Please pull out every line of the rows below that contains the string "this" and copy each line whole. Case counts, so only take a line if it uses the same capitalization.

- _RECORDS TO USE_
========

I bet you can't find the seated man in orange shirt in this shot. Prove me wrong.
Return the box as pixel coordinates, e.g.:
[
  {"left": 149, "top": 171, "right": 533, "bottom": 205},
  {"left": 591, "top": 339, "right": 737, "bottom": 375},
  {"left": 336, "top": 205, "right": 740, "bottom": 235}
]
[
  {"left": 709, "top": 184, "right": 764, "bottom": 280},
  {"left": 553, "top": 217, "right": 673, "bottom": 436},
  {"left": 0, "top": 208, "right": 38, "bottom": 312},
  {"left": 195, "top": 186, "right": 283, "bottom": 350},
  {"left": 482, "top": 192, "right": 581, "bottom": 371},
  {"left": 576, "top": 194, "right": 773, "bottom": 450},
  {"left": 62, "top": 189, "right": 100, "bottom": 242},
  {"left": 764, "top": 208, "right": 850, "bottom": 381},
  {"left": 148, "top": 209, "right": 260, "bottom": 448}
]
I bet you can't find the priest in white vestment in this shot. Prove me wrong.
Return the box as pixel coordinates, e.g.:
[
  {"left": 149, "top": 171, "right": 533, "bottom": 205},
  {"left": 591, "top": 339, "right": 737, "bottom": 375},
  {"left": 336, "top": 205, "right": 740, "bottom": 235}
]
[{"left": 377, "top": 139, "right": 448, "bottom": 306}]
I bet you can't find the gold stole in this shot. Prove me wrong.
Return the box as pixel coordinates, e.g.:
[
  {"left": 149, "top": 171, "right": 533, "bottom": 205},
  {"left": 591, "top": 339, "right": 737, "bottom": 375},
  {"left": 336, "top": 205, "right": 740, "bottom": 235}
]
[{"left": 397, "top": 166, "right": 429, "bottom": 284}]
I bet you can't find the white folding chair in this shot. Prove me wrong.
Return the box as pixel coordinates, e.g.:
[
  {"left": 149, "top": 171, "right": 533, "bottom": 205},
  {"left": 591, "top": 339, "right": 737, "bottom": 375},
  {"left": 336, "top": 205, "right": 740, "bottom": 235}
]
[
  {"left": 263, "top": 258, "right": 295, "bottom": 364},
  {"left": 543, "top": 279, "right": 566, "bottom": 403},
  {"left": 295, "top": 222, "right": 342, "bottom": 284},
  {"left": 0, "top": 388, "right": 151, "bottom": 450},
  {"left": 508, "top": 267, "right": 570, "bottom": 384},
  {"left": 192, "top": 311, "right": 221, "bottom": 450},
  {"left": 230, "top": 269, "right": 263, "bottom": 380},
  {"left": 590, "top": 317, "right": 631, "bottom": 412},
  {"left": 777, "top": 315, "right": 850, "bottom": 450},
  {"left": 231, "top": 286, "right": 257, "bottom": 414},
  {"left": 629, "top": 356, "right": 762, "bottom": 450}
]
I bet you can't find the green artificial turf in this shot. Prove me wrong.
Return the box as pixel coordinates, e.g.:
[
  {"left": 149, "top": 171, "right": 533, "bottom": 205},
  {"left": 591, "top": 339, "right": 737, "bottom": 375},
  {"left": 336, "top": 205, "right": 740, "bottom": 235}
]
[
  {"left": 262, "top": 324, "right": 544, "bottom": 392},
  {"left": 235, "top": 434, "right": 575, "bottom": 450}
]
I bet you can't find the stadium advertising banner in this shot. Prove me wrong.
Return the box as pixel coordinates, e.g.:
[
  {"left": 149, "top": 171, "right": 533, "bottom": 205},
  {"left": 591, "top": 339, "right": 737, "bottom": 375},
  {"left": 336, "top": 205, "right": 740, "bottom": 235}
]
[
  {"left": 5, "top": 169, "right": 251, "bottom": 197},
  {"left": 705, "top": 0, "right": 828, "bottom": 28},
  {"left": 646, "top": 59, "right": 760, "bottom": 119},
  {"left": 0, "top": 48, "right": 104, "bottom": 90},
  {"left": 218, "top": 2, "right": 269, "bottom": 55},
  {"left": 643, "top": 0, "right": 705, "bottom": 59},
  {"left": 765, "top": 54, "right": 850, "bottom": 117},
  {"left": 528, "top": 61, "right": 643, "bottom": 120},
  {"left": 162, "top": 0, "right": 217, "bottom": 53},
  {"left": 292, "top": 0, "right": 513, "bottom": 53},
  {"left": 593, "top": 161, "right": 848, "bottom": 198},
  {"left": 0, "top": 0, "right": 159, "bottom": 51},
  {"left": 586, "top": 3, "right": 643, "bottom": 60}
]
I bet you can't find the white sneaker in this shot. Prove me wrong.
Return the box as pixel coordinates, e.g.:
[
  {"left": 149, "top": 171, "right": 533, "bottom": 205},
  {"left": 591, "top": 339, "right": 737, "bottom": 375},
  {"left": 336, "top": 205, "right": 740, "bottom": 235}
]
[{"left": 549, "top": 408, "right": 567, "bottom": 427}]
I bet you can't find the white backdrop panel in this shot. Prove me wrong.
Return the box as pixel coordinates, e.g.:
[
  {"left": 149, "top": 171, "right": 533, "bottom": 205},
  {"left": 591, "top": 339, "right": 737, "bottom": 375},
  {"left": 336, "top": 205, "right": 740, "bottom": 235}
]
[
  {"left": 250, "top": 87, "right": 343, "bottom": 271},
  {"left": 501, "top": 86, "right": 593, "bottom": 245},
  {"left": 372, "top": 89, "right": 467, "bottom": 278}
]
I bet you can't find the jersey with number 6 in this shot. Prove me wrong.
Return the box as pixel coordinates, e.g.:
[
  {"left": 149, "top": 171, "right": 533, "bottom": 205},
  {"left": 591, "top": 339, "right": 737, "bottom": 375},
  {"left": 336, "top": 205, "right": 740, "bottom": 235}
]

========

- _TASK SOLUTION_
I bet you can't find the seated man in orange shirt in this shot. Prove me wrong.
I bet you can't find the priest in white vestment in this shot. Prove me wrong.
I bet you can't find the gold stole in this shot. Prove me wrong.
I bet you can't find the white folding chair in this shot. Prove me wrong.
I bet you can't find the green artificial turf in this shot. Prove me wrong.
I bet you can't find the stadium advertising banner in this shot. Prove me wrong.
I bet you can't find the white sneaker in this shot. Prove me wrong.
I bet you can't find the white backdrop panel in this shot. Prove me wrong.
I bet you can't find the jersey with number 6 in this shot. Prove me wrong.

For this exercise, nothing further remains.